§ **WHAT TO WORK ON**
Reproduce every one of the records below line by line, without changing a single character.

§ **STORED DATA**
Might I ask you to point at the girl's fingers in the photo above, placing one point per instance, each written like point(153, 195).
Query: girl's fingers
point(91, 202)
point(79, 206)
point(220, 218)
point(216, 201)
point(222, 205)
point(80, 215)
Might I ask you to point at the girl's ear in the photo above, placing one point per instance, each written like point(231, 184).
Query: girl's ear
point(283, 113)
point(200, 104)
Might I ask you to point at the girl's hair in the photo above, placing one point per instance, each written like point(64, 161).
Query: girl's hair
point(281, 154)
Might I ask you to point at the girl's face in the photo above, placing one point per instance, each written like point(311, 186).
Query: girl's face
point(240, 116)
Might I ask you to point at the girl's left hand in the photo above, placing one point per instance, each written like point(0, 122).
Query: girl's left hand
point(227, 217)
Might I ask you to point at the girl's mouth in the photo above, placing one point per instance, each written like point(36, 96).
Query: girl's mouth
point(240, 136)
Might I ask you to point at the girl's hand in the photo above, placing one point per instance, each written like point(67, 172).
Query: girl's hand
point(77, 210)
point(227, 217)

§ **ANSWER TO THIS TASK**
Might I ask you to point at the girl's fingers in the photo above, placing one point per instance, each written like point(153, 195).
Query: girl's fingers
point(91, 202)
point(79, 206)
point(220, 218)
point(216, 201)
point(222, 205)
point(80, 215)
Might I ask you to point at the girl's ear in the photo above, placing one point per instance, each written like point(231, 184).
Query: girl's ear
point(283, 113)
point(200, 104)
Might I ask you to point at the girl's hair in the photo above, placing one point per instance, each written like point(64, 161).
Query: girl's hair
point(281, 154)
Might I ask you to point at the girl's face in the photo above, placing one point per instance, each written like point(311, 186).
Query: girl's face
point(240, 116)
Might I ask you to point at the girl's left hand in the photo above, placing one point per instance, each written like point(0, 122).
Query: girl's left hand
point(227, 217)
Might I ask you to point at the girl's mouth in the photo above, placing one point per instance, each written like point(36, 96).
Query: girl's mouth
point(240, 136)
Might I ask you to point at the girl's hand in the photo above, placing one point per instance, each written like point(67, 172).
Query: girl's hand
point(77, 210)
point(227, 217)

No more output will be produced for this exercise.